*What is being asked*
Present every line of the material below as a Markdown table with the columns "Row" and "Line", numbering the rows in order and omitting blank lines.

*Provided material*
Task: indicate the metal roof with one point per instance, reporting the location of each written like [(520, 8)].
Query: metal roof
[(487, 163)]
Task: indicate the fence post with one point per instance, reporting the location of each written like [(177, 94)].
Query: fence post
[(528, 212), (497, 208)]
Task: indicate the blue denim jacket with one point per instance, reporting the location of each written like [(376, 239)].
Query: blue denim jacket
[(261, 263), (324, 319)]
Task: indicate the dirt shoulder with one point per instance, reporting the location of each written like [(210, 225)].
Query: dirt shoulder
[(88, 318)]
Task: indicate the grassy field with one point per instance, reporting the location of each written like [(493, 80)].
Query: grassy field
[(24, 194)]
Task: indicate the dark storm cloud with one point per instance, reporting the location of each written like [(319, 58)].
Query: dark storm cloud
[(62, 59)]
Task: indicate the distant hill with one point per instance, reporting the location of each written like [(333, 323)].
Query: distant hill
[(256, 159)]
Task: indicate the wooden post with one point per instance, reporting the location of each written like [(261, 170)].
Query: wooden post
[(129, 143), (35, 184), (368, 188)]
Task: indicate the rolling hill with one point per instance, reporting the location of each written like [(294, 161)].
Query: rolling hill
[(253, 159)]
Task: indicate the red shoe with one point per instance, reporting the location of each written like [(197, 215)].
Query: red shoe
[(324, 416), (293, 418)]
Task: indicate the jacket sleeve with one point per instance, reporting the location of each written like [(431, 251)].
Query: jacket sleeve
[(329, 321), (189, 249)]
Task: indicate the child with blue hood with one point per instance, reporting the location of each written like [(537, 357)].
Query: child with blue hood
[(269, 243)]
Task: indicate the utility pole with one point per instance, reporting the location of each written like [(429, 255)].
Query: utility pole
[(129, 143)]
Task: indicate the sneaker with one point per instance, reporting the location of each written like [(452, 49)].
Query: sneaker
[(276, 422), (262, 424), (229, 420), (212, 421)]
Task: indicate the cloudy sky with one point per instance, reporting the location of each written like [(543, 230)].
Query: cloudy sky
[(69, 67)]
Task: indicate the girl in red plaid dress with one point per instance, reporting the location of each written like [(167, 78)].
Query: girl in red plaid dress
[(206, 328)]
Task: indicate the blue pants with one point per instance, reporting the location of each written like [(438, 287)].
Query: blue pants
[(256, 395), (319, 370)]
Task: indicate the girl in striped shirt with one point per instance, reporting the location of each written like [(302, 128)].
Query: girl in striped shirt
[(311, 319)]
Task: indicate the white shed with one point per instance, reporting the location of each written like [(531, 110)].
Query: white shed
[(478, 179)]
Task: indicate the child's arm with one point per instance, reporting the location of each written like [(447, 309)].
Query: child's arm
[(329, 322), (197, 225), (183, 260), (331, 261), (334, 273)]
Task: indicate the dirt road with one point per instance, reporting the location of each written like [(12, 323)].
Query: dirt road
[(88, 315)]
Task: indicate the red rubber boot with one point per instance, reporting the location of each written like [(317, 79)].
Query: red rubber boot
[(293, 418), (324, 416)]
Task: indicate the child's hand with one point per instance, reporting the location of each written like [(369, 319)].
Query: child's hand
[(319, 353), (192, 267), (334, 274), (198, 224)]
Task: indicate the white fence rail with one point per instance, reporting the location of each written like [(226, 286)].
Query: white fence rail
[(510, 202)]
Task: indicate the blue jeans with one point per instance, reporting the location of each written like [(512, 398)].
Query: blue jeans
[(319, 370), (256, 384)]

*Answer for the task*
| Row | Line |
|---|---|
| 1 | Task: indicate the metal roof with one point per instance, reporting the location of each written like [(520, 8)]. |
| 2 | Query: metal roof |
| 3 | [(487, 163)] |
| 4 | Task: indicate the fence post with one point per instance, reporting the location of each written like [(177, 94)]. |
| 5 | Query: fence post |
| 6 | [(528, 212), (497, 208)] |
| 7 | Task: indicate the blue denim jacket with one point per instance, reporting the location of each written like [(376, 239)]. |
| 8 | Query: blue denim jacket |
| 9 | [(261, 263), (324, 319)] |
| 10 | Task: indicate the dirt shoulder with one point per instance, reporting the location of each written like [(210, 225)]. |
| 11 | Query: dirt shoulder |
| 12 | [(88, 318)] |
| 13 | Task: indicate the grassy field with one point per instance, reporting the location of each written like [(493, 80)]. |
| 14 | Query: grassy field |
| 15 | [(24, 194)] |
| 16 | Task: indicate the dark storm cloud with one point per instance, reporting the location of each written like [(319, 58)]. |
| 17 | Query: dark storm cloud |
| 18 | [(62, 59)] |
| 19 | Task: indicate the distant hill with one point per instance, reporting the location of each written like [(333, 323)]. |
| 20 | Query: distant hill |
| 21 | [(256, 159)] |
| 22 | Task: indicate the wooden post with one point per instance, reporting the location of each written like [(261, 170)]. |
| 23 | Query: wooden post |
| 24 | [(129, 143), (35, 184), (368, 188)] |
| 25 | Task: indicate the rolling hill with one point per instance, reporting the location of each written like [(294, 161)]. |
| 26 | Query: rolling hill |
| 27 | [(253, 159)] |
| 28 | Task: indicate the red shoe with one point per instance, reporting the location of each written like [(197, 215)]. |
| 29 | Query: red shoe |
| 30 | [(324, 416), (293, 418)] |
| 31 | Task: indicate the jacket sleeve with one point per instance, reporting the location of each written like [(431, 251)]. |
| 32 | Query: jacket sleeve |
| 33 | [(329, 321), (189, 249)] |
| 34 | Task: indicate the child with blue hood with one point per instance, reporting the location of each written like [(537, 357)]. |
| 35 | Query: child with blue hood |
| 36 | [(269, 243)] |
| 37 | Task: indicate the utility pole with one point per instance, reporting the location of each written like [(429, 255)]. |
| 38 | Query: utility pole |
| 39 | [(129, 143)] |
| 40 | Task: indicate the sneaker with one point per instance, reporting the location of each written like [(452, 49)]. |
| 41 | Query: sneaker |
| 42 | [(276, 422), (262, 424), (229, 420), (212, 421)] |
| 43 | Task: indicate the cloudy sky with one point per instance, reporting the location of each written like [(543, 230)]. |
| 44 | Query: cloudy sky |
| 45 | [(69, 67)] |
| 46 | Task: indicate the girl in red plaid dress with one point per instance, reporting the location of each written like [(167, 78)]. |
| 47 | Query: girl in red plaid dress |
| 48 | [(206, 328)] |
| 49 | Task: indicate the blue pants with one point per instance, reporting the location of each written like [(438, 287)]. |
| 50 | Query: blue pants |
| 51 | [(256, 395), (319, 370)] |
| 52 | Task: indicate the girl in striped shirt with one point per instance, reporting the location of each written like [(302, 128)]. |
| 53 | Query: girl in striped shirt |
| 54 | [(311, 319)] |
| 55 | Task: indicate the white shed with one point per instance, reporting the location of each written like [(531, 110)]. |
| 56 | Query: white shed |
| 57 | [(478, 179)] |
| 58 | Task: indicate the child's arm with one point per instance, reporting the location of each written like [(447, 309)]. |
| 59 | Query: child's arm |
| 60 | [(329, 322), (197, 225), (183, 260), (331, 261), (334, 273)] |
| 61 | Task: indicate the dirt road with one point per instance, reporting the location of each written like [(12, 323)]. |
| 62 | Query: dirt road |
| 63 | [(88, 315)] |
| 64 | Task: indicate the red rubber boot with one point per instance, reporting the location of each written like [(317, 79)]. |
| 65 | Query: red rubber boot |
| 66 | [(293, 418), (324, 416)] |
| 67 | Task: indicate the child's hand with one point per instance, reporting the location of each written like [(369, 319)]. |
| 68 | Query: child's hand |
| 69 | [(319, 353), (192, 267), (334, 274), (198, 224)] |
| 70 | Task: indicate the white fence rail with one point per instance, reporting the location of each written like [(226, 286)]. |
| 71 | Query: white fence rail |
| 72 | [(510, 202)] |
| 73 | Task: indicate the blue jeans with one point per instance, reporting the location of each written like [(512, 398)]. |
| 74 | Query: blue jeans |
| 75 | [(319, 370), (256, 384)] |